Problem A
Transcribe everything in the Tras Honan passage from "Tras Honan (;" down to "to the position.".

Provided passage
* start *

Tras Honan (; born 4 January 1930) is a former Irish Fianna Fáil politician from Ennis in County Clare who served as a senator for 15 years. She was elected to the position of Cathaoirleach (Chair of Seanad Éireann) on two occasions, becoming the first and only woman elected to the position.

She was born in Dublin and educated at St. Leo's Convent, Carlow and at the Mercy Convent, Clonmel. She worked as a housewife and businesswoman before becoming active in politics.

In 1977, she was elected to the 14th Seanad as a Fianna Fáil candidate on the Administrative Panel and served for 15 years until her defeat at the 1993 elections to the 20th Seanad.  In 1982, in the short-lived 16th Seanad, she was elected to the position of Cathaoirleach, the first woman to hold the post. In 1983, in the 17th Seanad, she was elected as Leas-Chathaoirleach (Deputy Chair), and in 1987, in the 18th Seanad, she was re-elected as Cathaoirleach.

* end *

Supplied data
* start *

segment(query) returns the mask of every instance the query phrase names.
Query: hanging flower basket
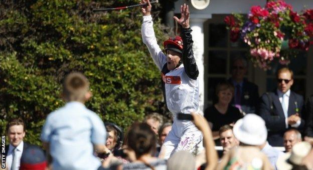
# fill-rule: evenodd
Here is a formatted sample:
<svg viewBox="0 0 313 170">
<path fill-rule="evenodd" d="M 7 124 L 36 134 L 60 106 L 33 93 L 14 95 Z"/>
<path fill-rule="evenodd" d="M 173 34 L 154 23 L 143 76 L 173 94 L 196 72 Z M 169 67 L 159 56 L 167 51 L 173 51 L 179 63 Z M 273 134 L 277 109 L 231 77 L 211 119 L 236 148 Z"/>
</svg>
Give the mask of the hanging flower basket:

* end *

Problem B
Rewrite the records from their first line down to the line containing "124 L 36 134", replacing "formatted sample" with "worked sample" and keeping everything else the same. Leave the pictures out of your answer.

Result A
Tras Honan (; born 4 January 1930) is a former Irish Fianna Fáil politician from Ennis in County Clare who served as a senator for 15 years. She was elected to the position of Cathaoirleach (Chair of Seanad Éireann) on two occasions, becoming the first and only woman elected to the position.

Result B
segment(query) returns the mask of every instance the query phrase names.
Query: hanging flower basket
# fill-rule: evenodd
Here is a worked sample:
<svg viewBox="0 0 313 170">
<path fill-rule="evenodd" d="M 7 124 L 36 134 L 60 106 L 33 93 L 14 95 Z"/>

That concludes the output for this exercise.